YOUR ASSIGNMENT
Print the data exactly as it is given, please.

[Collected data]
[Start of Attachment]

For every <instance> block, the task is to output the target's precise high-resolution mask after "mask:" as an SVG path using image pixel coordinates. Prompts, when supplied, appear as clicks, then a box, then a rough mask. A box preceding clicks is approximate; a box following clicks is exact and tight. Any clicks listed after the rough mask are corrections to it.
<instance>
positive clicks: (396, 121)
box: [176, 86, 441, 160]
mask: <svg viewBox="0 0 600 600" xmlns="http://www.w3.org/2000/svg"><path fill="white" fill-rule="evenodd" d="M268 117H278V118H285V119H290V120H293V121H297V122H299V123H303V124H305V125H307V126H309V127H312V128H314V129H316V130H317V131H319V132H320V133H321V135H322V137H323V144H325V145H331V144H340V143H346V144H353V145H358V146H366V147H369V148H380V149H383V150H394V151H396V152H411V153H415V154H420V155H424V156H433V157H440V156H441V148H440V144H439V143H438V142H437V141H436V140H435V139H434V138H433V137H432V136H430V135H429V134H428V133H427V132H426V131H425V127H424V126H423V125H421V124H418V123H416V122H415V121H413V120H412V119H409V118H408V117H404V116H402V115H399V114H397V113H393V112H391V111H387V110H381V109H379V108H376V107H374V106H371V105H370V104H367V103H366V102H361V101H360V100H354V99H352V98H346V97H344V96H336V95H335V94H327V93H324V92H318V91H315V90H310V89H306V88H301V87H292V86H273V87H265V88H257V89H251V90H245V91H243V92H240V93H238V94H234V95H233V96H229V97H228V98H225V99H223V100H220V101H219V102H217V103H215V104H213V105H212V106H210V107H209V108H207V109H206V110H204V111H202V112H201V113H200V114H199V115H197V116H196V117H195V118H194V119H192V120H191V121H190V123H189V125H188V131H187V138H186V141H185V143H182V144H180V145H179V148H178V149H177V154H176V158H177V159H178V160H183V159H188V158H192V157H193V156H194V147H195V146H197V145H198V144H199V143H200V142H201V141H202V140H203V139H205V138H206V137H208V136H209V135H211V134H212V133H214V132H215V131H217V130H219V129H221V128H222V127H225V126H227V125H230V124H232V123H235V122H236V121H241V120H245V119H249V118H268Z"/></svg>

[End of Attachment]

EXERCISE ANSWER
For every <instance> block, the task is to output the target's precise high-resolution mask after "mask:" as an SVG path using image pixel coordinates. Prompts, when supplied, appear as clicks, then a box, then a rough mask. A box preceding clicks is approximate; a box following clicks is exact and tight. Any clicks listed after the rough mask are corrections to it.
<instance>
positive clicks: (396, 121)
box: [176, 86, 441, 160]
mask: <svg viewBox="0 0 600 600" xmlns="http://www.w3.org/2000/svg"><path fill="white" fill-rule="evenodd" d="M268 117H278V118H285V119H290V120H293V121H297V122H299V123H303V124H305V125H307V126H309V127H312V128H314V129H316V130H317V131H319V132H320V133H321V135H322V137H323V144H325V145H331V144H340V143H346V144H353V145H358V146H366V147H369V148H380V149H383V150H394V151H396V152H411V153H415V154H420V155H424V156H433V157H440V156H441V148H440V144H439V143H438V142H437V141H436V140H435V139H434V138H433V137H432V136H430V135H429V134H428V133H427V132H426V131H425V127H424V126H423V125H421V124H418V123H416V122H415V121H413V120H412V119H409V118H408V117H404V116H402V115H399V114H397V113H393V112H391V111H387V110H381V109H379V108H376V107H374V106H371V105H370V104H367V103H366V102H361V101H360V100H354V99H352V98H346V97H344V96H336V95H335V94H327V93H324V92H318V91H315V90H310V89H306V88H301V87H292V86H273V87H265V88H257V89H251V90H245V91H243V92H240V93H238V94H234V95H233V96H229V97H228V98H225V99H223V100H220V101H219V102H217V103H215V104H213V105H212V106H210V107H209V108H207V109H206V110H204V111H202V112H201V113H200V114H199V115H197V116H196V117H195V118H194V119H192V120H191V121H190V123H189V125H188V131H187V138H186V141H185V143H182V144H180V145H179V148H178V149H177V154H176V158H177V159H178V160H183V159H188V158H192V157H193V156H194V147H195V146H197V145H198V144H199V143H200V142H201V141H202V140H203V139H205V138H206V137H208V136H209V135H211V134H212V133H214V132H215V131H217V130H219V129H221V128H222V127H225V126H227V125H230V124H232V123H235V122H236V121H241V120H245V119H249V118H268Z"/></svg>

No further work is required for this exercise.